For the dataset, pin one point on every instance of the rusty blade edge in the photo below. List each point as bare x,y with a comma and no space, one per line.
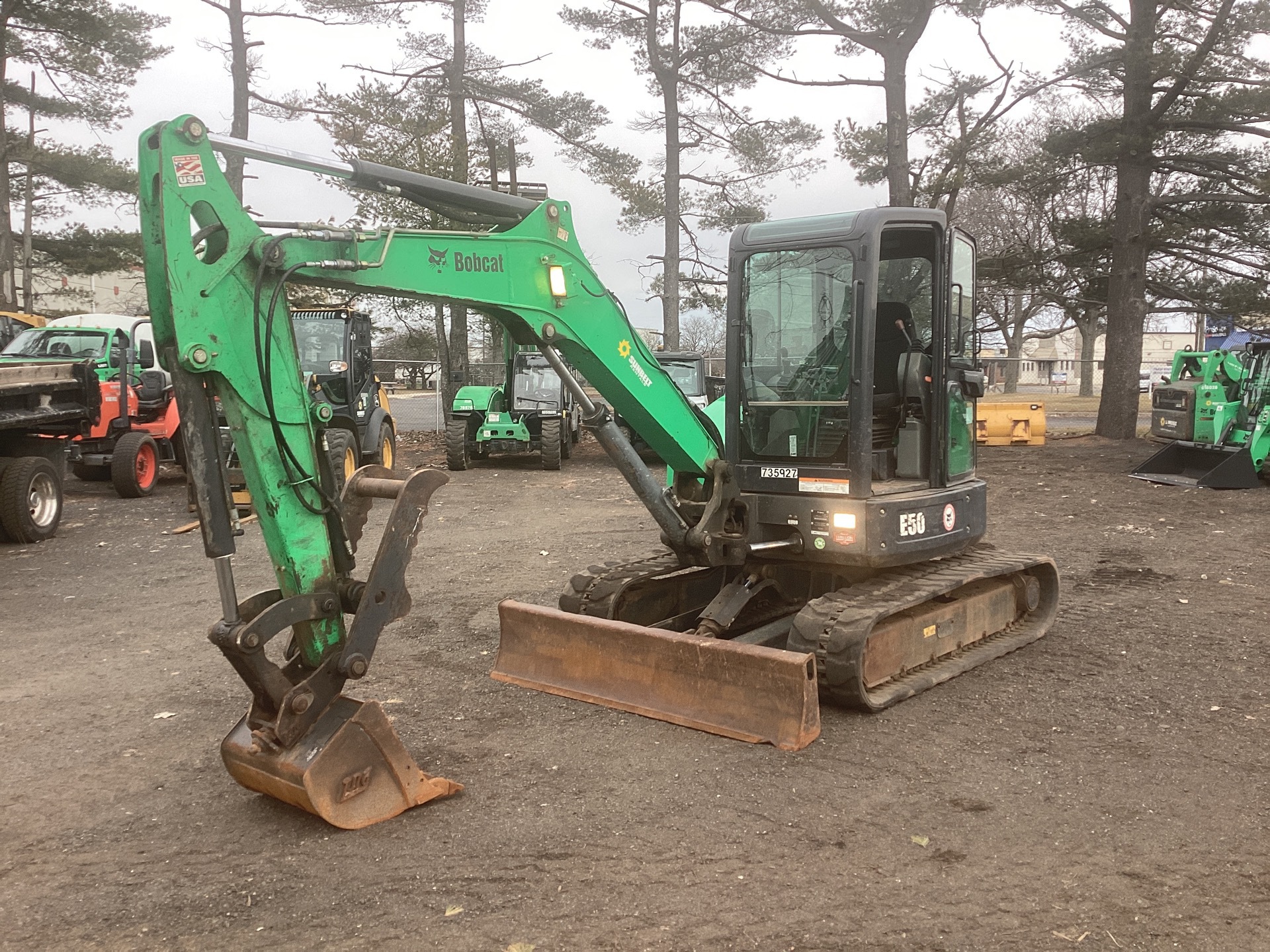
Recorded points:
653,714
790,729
---
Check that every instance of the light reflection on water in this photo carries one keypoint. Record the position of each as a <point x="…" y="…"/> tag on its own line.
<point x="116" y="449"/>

## Instructions for the task
Return each line from the items above that contains the word "every", copying the lines unchanged.

## Solution to this exercise
For the dataset, pin one point on every instance of the rusty blade edge in the photo below. List each point as bare x,y with a comma and no space, one per line.
Check that every instance of the light reflection on water in this photo carries one keypoint. Record the position of each as a <point x="…" y="…"/> tag on its own line.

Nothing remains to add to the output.